### Your goal
Could you repeat only the rows between the line holding "TARGET: the green grass" and the line holding "(322, 1191)", inclusive, with "black mane" swapped for "dark mane" and nothing else changed?

### Dataset records
* * * * * * * * *

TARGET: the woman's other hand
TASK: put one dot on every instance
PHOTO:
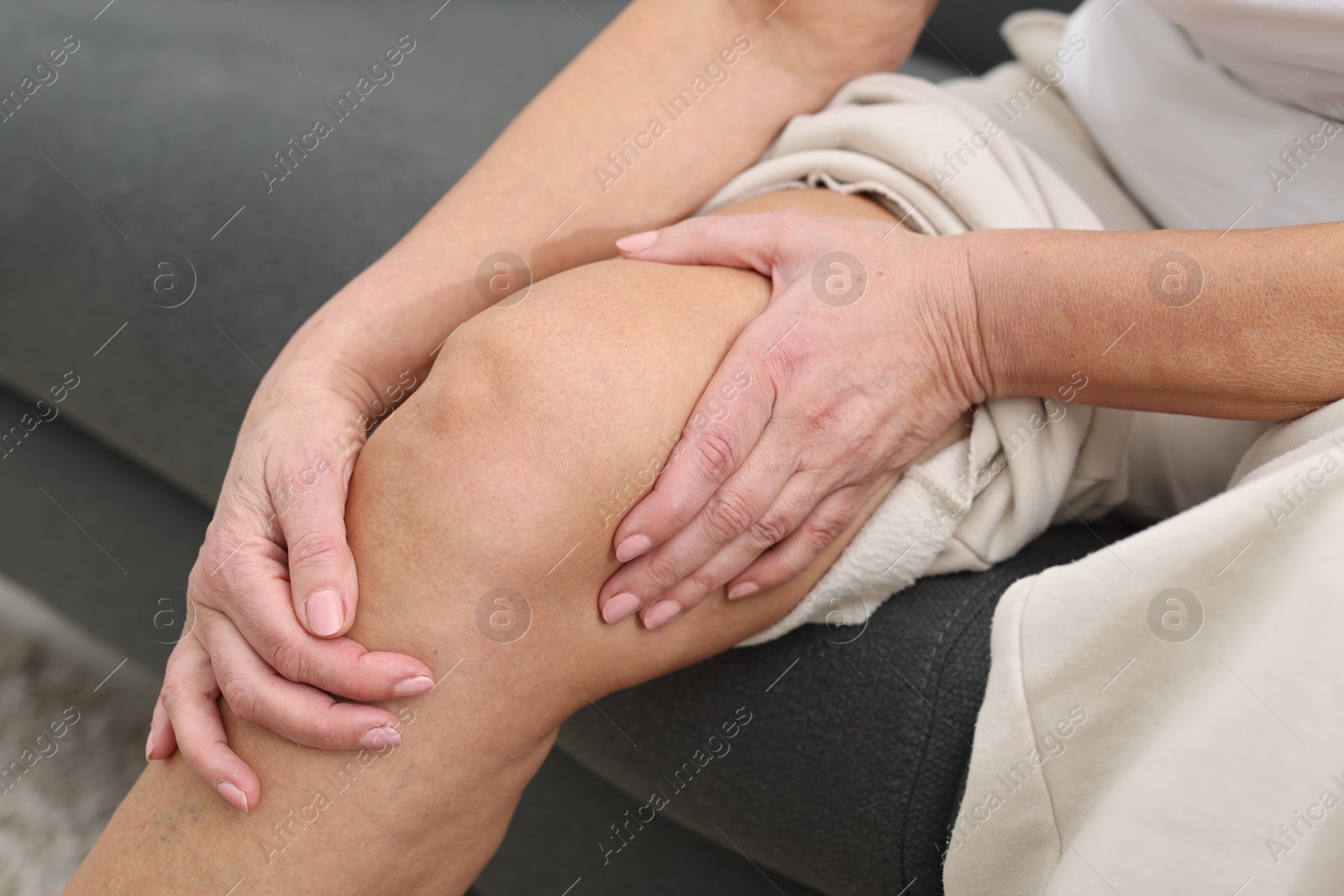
(867, 352)
(275, 589)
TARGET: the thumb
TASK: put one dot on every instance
(732, 241)
(311, 513)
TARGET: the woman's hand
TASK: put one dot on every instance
(867, 352)
(275, 587)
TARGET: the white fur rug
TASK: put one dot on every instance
(71, 741)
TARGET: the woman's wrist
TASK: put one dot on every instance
(1236, 325)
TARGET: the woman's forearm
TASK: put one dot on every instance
(585, 161)
(1245, 324)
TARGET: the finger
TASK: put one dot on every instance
(732, 241)
(163, 739)
(309, 504)
(721, 432)
(255, 590)
(188, 703)
(741, 512)
(783, 563)
(795, 504)
(293, 711)
(338, 665)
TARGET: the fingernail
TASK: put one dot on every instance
(620, 606)
(326, 611)
(632, 546)
(380, 738)
(743, 590)
(638, 242)
(413, 687)
(662, 613)
(233, 793)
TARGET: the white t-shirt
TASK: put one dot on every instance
(1216, 113)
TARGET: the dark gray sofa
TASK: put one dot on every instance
(147, 148)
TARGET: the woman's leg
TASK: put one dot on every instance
(480, 510)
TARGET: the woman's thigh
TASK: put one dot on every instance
(480, 516)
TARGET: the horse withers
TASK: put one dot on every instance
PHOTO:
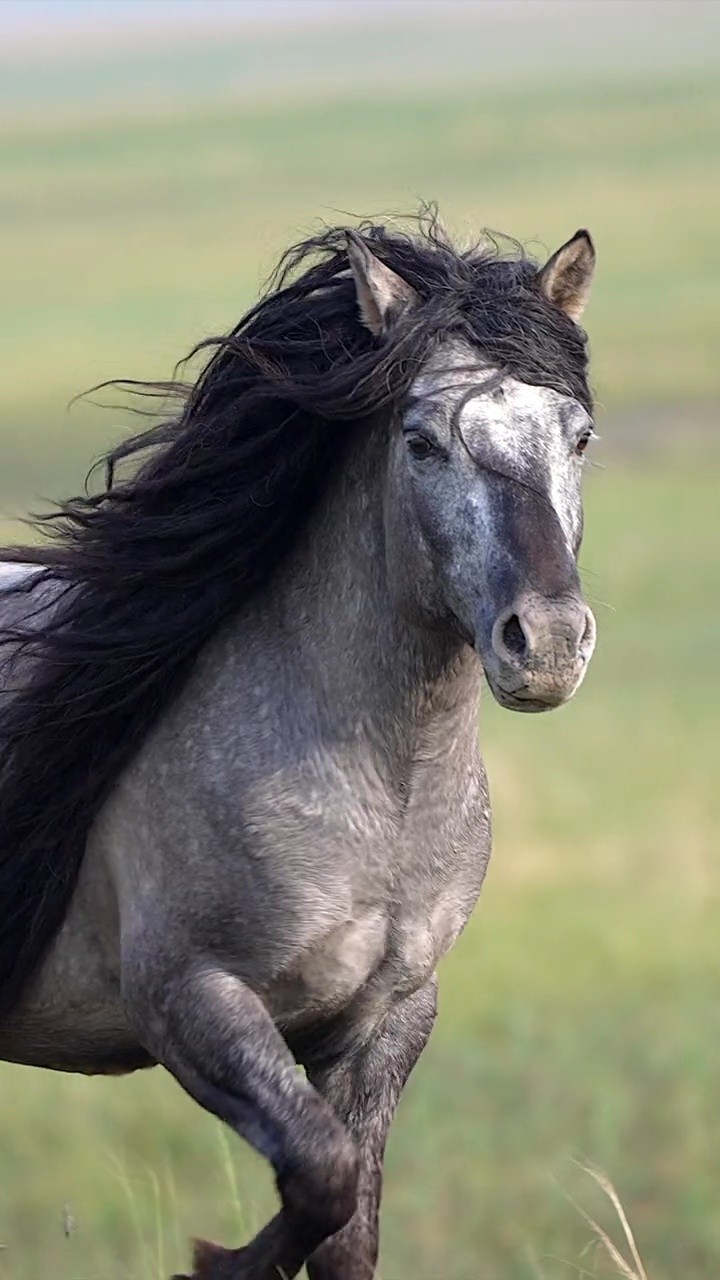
(242, 805)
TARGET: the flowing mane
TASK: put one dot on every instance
(196, 513)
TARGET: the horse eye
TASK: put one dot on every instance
(419, 446)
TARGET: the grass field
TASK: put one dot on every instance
(579, 1013)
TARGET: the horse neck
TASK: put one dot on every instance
(370, 666)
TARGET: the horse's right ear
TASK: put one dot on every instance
(382, 295)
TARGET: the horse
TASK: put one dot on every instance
(242, 804)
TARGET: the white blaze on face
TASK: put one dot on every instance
(523, 430)
(527, 430)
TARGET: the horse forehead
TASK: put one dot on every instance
(516, 415)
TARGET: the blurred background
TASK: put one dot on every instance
(155, 160)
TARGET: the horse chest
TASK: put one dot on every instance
(405, 899)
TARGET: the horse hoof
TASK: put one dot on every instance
(209, 1262)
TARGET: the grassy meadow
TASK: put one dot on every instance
(580, 1010)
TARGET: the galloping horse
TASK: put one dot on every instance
(242, 807)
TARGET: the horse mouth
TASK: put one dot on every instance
(527, 699)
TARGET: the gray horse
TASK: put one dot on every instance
(242, 807)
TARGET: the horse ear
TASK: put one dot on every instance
(382, 295)
(566, 277)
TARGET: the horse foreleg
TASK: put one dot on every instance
(364, 1089)
(217, 1038)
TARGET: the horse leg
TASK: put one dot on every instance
(217, 1038)
(364, 1088)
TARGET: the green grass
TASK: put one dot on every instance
(579, 1014)
(124, 240)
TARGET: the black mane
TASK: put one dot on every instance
(146, 570)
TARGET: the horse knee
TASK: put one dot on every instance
(322, 1191)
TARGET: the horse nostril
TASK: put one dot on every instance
(514, 636)
(588, 632)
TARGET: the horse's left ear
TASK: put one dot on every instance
(382, 295)
(566, 277)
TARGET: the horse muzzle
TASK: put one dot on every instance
(540, 652)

* * * * * * * * *

### Answer to this problem
TARGET: the green grass
TASK: put one dot on every instance
(579, 1014)
(124, 240)
TARGET: the dark mane
TASK: put one dot on every instance
(146, 570)
TARGET: the horse knee
TASK: put one dot on every instance
(322, 1191)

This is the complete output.